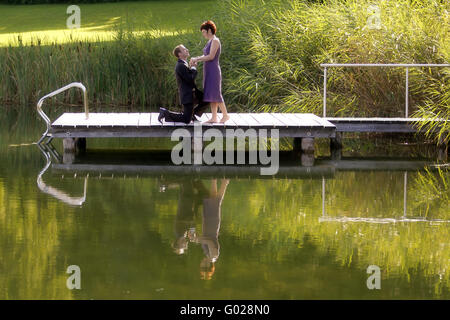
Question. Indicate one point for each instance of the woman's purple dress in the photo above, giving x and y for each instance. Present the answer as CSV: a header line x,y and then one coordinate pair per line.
x,y
212,76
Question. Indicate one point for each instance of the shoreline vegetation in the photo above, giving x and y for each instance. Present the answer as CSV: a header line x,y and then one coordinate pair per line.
x,y
271,61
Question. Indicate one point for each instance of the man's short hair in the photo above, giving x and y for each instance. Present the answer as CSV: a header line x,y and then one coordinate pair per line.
x,y
177,50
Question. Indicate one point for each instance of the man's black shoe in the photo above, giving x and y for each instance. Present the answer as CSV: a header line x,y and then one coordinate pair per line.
x,y
162,114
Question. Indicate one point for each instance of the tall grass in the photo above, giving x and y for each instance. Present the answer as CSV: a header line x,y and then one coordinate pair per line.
x,y
132,71
272,51
283,45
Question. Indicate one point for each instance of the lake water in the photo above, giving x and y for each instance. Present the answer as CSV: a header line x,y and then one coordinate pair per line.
x,y
139,229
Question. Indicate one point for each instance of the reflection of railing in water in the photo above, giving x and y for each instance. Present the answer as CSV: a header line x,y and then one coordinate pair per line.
x,y
56,193
404,218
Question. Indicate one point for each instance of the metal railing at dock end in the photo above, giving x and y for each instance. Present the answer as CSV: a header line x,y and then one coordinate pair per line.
x,y
54,93
397,65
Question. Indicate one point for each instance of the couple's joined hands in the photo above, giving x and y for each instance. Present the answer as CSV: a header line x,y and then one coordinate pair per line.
x,y
193,62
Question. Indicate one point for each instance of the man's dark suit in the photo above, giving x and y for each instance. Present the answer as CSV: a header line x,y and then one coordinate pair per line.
x,y
186,86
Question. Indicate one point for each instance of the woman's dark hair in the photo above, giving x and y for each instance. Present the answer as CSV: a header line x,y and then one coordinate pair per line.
x,y
209,25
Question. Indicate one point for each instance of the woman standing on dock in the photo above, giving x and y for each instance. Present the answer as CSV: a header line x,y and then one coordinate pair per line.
x,y
212,75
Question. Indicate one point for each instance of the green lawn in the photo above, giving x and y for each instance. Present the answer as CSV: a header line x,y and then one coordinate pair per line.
x,y
48,22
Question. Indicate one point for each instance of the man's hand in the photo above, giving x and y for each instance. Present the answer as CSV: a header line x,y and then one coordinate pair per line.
x,y
193,62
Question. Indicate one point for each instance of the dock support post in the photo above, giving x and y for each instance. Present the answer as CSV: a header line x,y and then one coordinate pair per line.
x,y
336,142
336,147
297,145
307,157
197,150
72,147
74,144
443,150
307,145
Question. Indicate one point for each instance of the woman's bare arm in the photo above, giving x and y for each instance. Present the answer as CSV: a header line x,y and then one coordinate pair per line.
x,y
212,53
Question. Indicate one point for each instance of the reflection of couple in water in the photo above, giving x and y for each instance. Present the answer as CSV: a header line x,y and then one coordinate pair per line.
x,y
192,194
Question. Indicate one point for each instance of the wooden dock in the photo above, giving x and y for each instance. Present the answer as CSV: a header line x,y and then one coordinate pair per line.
x,y
74,128
107,125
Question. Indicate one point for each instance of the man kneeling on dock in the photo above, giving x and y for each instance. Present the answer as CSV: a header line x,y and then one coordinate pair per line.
x,y
187,90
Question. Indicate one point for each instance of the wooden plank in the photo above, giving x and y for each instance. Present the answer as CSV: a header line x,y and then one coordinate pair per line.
x,y
308,121
238,120
281,119
267,119
252,122
144,120
154,120
312,118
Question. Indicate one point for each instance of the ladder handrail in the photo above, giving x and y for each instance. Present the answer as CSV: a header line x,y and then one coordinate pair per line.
x,y
54,93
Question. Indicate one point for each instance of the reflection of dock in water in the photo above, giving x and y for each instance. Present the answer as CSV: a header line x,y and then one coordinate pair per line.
x,y
159,164
104,165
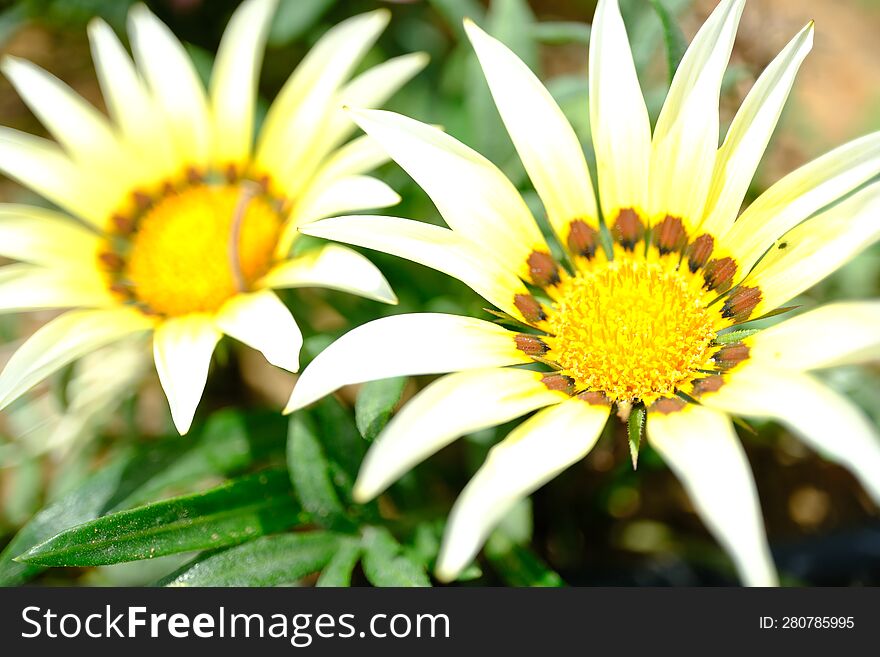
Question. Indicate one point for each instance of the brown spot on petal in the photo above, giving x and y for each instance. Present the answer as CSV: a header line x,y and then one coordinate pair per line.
x,y
740,304
582,239
709,384
668,405
595,398
731,355
559,383
719,274
670,235
530,308
531,345
543,269
699,251
628,229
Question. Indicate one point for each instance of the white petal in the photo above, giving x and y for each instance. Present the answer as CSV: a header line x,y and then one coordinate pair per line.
x,y
370,90
342,195
703,450
41,165
182,349
264,323
234,80
78,126
335,267
750,133
816,248
452,406
472,195
618,116
419,343
28,287
130,104
45,237
825,420
535,452
174,83
799,195
293,136
544,139
63,340
841,333
432,246
686,136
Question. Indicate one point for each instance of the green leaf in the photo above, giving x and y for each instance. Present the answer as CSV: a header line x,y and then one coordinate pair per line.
x,y
635,427
561,32
235,512
338,571
385,563
310,473
676,44
375,403
293,18
267,561
228,444
518,565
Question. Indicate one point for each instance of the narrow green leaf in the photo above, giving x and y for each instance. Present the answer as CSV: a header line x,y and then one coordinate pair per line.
x,y
267,561
385,563
228,444
235,512
310,473
635,427
294,17
338,571
375,403
561,32
676,44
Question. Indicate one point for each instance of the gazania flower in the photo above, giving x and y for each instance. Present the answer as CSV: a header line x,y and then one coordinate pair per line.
x,y
178,224
638,307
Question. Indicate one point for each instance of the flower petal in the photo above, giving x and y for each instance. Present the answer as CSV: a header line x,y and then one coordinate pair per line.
x,y
750,133
182,349
130,104
544,139
174,83
703,450
291,142
825,420
419,343
432,246
63,340
26,287
234,80
45,237
41,165
533,453
334,267
264,323
686,136
472,195
816,248
618,116
841,333
452,406
800,194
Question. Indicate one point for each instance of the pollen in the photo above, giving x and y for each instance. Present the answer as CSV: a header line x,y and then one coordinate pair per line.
x,y
196,248
633,329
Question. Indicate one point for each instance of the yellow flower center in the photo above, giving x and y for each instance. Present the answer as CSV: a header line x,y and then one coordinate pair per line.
x,y
633,329
195,248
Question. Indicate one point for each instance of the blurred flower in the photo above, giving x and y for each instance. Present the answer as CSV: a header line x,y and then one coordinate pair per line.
x,y
636,312
182,227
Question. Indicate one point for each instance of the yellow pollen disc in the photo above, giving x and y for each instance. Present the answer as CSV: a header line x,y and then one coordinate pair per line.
x,y
633,329
182,259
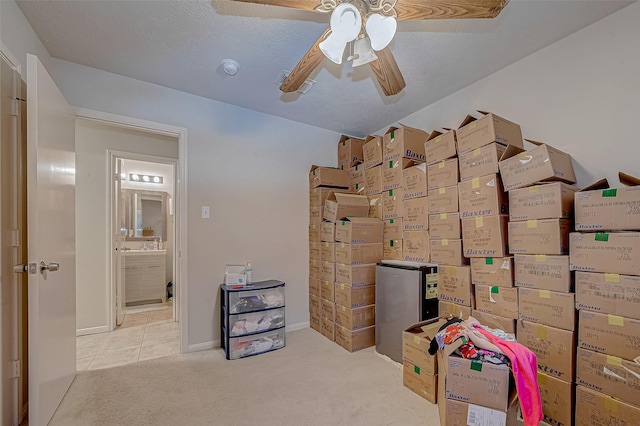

+-------+

Aim:
Put the entries from the line containing "the yellow flower" through the end of the entries, both ends included, into a two-column CSV with the columns instruction and response. Give one row per entry, with each field quoted and its line breaks turned into spaces, and leave the pictures out.

Correct result:
instruction,response
"Question. Indicate one point for each instance of the yellow flower center in the photo above, giving x and y for each instance. Present the answer as CSV: a header line x,y and then one coordinate pair per line.","x,y 633,329 195,248"
"Question. Indicate one point for each instance of the blurred flower in the photo above, giving x and y for each instance. Present the answer as CSV: a header line x,y and then one coordinate pair per line.","x,y 636,312 182,227"
"Question. Indicate one point for each instance of the yellow pollen disc in the photo above, giving x and y for each instance. Present the answer as CSV: a header line x,y and then one coordinate pair per line.","x,y 633,329 182,259"